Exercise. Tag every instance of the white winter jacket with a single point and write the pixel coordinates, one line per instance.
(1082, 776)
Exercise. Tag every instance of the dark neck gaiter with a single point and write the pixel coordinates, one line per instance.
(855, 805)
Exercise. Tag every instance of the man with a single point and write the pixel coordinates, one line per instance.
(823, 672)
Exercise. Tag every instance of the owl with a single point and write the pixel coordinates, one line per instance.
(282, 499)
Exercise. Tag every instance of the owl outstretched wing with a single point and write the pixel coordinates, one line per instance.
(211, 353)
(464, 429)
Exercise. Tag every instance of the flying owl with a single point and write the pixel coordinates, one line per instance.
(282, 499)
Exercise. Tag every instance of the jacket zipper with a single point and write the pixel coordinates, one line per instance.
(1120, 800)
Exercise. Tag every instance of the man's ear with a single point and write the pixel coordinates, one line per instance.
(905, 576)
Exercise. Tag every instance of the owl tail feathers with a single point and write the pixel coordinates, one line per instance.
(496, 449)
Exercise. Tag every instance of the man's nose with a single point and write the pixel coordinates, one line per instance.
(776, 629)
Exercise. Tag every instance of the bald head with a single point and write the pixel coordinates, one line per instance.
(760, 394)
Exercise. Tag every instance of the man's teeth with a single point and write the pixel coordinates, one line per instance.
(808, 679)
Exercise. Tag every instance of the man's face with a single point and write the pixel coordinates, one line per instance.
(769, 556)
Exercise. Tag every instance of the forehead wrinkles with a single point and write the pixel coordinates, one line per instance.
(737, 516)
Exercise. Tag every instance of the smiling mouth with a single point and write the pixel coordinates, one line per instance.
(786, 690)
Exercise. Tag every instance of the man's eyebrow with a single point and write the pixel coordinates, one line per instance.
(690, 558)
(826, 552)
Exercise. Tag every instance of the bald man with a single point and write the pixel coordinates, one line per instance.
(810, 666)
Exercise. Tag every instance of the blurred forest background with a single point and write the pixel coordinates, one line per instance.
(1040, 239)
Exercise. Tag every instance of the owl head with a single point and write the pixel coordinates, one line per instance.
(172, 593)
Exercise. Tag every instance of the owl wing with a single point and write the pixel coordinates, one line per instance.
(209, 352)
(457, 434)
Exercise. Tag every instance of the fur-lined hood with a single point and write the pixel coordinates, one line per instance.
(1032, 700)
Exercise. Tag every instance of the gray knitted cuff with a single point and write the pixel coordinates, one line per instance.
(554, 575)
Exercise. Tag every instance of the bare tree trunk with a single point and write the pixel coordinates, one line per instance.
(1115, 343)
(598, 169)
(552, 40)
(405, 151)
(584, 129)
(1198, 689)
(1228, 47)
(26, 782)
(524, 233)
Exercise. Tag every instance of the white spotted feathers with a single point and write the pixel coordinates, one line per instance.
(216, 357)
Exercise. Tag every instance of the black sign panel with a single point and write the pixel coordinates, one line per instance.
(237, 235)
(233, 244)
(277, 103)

────────────────

### [What you should do]
The response is the exact set of lines from the one holding "Exercise. Tag every instance of the bare" through the last line of the material.

### [Task response]
Exercise. Tag every instance of the bare tree trunk with a single point and write the pixel coordinates, one line per instance.
(1115, 343)
(598, 169)
(552, 40)
(405, 151)
(584, 129)
(1198, 689)
(1228, 47)
(26, 782)
(524, 233)
Exercise. Tag every instance of the white spotted feathers with a single point and write the pixel coordinates, one line per instance.
(216, 357)
Exercise. Tag every instance of the black sign panel with a single point and write the pixel coordinates, one line per instance.
(237, 235)
(233, 244)
(277, 103)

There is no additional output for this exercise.